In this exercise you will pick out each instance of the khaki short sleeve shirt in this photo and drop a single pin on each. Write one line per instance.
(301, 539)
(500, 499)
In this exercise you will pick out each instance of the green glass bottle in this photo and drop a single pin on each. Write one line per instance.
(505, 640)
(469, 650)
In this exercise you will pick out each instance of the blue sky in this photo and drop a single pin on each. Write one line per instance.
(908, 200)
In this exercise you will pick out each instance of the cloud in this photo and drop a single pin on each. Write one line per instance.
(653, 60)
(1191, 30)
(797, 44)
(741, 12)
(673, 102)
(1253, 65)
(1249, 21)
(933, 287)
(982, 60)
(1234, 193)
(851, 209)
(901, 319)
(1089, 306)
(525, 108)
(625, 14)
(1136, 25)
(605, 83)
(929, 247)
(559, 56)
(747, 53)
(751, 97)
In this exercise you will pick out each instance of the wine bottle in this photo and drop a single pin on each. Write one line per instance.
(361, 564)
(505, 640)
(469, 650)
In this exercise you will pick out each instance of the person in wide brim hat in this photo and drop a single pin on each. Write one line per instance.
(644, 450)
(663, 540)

==

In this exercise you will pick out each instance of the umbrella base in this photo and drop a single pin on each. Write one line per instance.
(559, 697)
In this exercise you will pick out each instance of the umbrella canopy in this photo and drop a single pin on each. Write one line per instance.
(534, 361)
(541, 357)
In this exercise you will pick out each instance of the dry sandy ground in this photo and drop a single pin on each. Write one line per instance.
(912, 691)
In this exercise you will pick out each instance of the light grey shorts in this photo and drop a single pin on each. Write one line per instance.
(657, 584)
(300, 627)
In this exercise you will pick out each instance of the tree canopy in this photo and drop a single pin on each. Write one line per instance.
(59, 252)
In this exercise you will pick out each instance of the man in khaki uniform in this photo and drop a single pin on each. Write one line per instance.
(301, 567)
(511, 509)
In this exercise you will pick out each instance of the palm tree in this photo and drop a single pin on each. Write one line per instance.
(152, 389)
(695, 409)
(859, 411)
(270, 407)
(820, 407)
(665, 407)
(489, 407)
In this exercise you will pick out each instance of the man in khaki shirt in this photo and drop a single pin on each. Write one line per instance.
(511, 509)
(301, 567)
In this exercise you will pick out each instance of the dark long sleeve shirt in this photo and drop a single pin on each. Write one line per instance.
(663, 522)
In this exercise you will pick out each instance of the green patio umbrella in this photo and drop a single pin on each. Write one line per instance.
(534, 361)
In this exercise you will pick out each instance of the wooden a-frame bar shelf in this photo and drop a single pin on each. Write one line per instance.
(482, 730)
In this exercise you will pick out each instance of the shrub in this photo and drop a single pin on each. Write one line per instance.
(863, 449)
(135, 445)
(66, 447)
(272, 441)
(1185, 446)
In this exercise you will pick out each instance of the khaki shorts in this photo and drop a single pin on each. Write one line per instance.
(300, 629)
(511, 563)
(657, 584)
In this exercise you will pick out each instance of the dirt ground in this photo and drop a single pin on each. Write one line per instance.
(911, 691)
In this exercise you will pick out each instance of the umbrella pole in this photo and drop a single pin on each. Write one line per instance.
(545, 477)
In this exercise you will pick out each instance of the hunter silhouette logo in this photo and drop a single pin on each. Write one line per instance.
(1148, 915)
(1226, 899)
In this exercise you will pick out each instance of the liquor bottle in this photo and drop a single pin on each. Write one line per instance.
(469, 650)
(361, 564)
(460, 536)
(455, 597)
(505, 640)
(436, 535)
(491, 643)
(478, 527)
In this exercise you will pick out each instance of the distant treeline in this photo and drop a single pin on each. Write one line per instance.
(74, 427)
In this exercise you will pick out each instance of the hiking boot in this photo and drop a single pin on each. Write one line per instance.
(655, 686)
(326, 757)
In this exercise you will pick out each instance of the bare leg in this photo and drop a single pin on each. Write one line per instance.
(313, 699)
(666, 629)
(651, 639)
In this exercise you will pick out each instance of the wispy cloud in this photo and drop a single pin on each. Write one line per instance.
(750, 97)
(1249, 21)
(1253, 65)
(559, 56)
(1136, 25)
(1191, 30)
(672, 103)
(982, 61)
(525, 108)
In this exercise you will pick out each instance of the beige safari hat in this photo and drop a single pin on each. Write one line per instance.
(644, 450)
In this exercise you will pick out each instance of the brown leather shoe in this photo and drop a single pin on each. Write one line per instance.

# Work to be completed
When you reach the line holding "of the hunter" in the records above, begin reproducing exactly, stop after the line holding "of the brown", and output nothing else.

# Solution to the problem
In this exercise you will pick out each instance of the hunter silhouette logo in this photo and drop a single pin on each. Write one line per instance.
(1148, 915)
(1226, 899)
In this exercise you will pick out each instance of the liquor bottle in this photo and drop a single pin on each. Write one line per instance.
(469, 650)
(361, 564)
(460, 536)
(455, 597)
(505, 640)
(436, 535)
(491, 643)
(478, 527)
In this exercise you will pick out each instance of the distant treeline in this photo and drop a single pin on each. Write one line per instance.
(74, 427)
In this exercise you will pick out each instance of the hiking boot in this photo and drop a single pin on each. Write one line per instance.
(655, 686)
(326, 757)
In this exercise you will pick out each instance of the bare leg in this photo and drop a single pin on each. Write one line per instance.
(313, 699)
(666, 629)
(651, 639)
In this exercise you will pick out each instance of the wispy cloud in this photo and drop a single pin on each. Write one line per instance.
(750, 97)
(1249, 21)
(1253, 65)
(559, 56)
(1136, 25)
(1191, 30)
(672, 103)
(982, 61)
(525, 108)
In this exercise you will pick out each instance of the beige safari hat in this photo and drop a single pin on each. Write one line per instance.
(644, 450)
In this exercise you will pick out each instance of the brown leather shoe in this photo and drop a single pin on each. Write one line per instance.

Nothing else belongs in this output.